→ Deine Aufgaben:
1) Gib aus dem Text über die Kajang einen Abschnitt wortgetreu wieder: Fang bei den Worten „Die Kajang leben“ an und hör nach „ihre Harmonie stört.“ auf.
2) Stimmen diese Aussagen mit dem Text über die Kajang überein? Antworte bei jeder mit Ja oder Nein und zitiere die entscheidenden Worte aus dem Text genau.
(a) Die Kajang leben heute in vier Dörfern.
(b) Die Häuser der Kajang werden mit Wellblech gedeckt.
(c) Autos dürfen nicht in die Dörfer der Kajang fahren.
3) Zähl alle Dörfer auf, die der Text über die Kajang mit Namen nennt.

→ Textauszug:
******
Die Kajang - Ein Stamm zwischen Tradition und indonesischer Modernisierungspolitik


[Quelle: Karlheinz Knaus "Sulawesi" (Reise Know-How 2. Aufl. 1992) S. 236-237]

Heute gibt es nur vier Dörfer, in denen Kajang leben: Sobu, Baiambina, Benteng und Tambolo.
Die Leute leben von der Landwirtschaft. Ihre Sprache, das Konjo ist mit dem Makasar verwandt. Sie versuchen nach den alten, Tanatowa genannten, Traditionen ihrer Ahnen zu leben: Der Ausdruck Tanatowa bedeutet "Ursprungsland der Menschheit". Die Anhänger dieser Tradition glauben daran, daß in einem, von ihnen als heilig verehrten, 200 ha großen Wald die ersten Menschen gelebt haben, bzw. noch immer dort leben. Dieser Wald darf von niemandem betreten werden, da man sich nach dem Glauben der Kajang für immer darin verirrt. Es ist den Kajang auch nicht erlaubt ein Haus zu bauen, dessen Eingang in Richtung des heiligen Waldes zeigt, da dies den Reiz ihn zu betreten, nur steigern würde.
Die Kajang leben ein bewußt auf Harmonie mit der Natur abgestimmtes Leben. Es werden keine Materialien verwendet, die nicht direkt aus der Natur kommen. So werden Häuser nur aus Holz gebaut, mit Palmblättern gedeckt und nicht, wie in anderen Dörfern schon längst üblich aus Beton und Wellblech errichtet. Autos wird die Fahrt in die Dörfer verwehrt, da moderne Technik nicht in Einklang mit der Natur steht und ihre Harmonie stört.
Es werden nur schwarze Kleider getragen, da das Leben seinen Ursprung in der Finsternis hatte. Nach einer anderen Meinung wird das Tragen schwarzer Kleider darauf zurückgeführt, daß in der Gegend keine anderen Farben zum Färben der Stoffe hergestellt werden.
******
→ Das Material:
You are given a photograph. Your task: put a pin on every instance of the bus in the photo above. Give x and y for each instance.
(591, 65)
******
→ Die Antworten:
1)
Die Kajang leben ein bewußt auf Harmonie mit der Natur abgestimmtes Leben. Es werden keine Materialien verwendet, die nicht direkt aus der Natur kommen. So werden Häuser nur aus Holz gebaut, mit Palmblättern gedeckt und nicht, wie in anderen Dörfern schon längst üblich aus Beton und Wellblech errichtet. Autos wird die Fahrt in die Dörfer verwehrt, da moderne Technik nicht in Einklang mit der Natur steht und ihre Harmonie stört.

2)
(a) Ja: „Heute gibt es nur vier Dörfer, in denen Kajang leben“
(b) Nein: „So werden Häuser nur aus Holz gebaut, mit Palmblättern gedeckt“
(c) Ja: „Autos wird die Fahrt in die Dörfer verwehrt“

3) Sobu, Baiambina, Benteng, Tambolo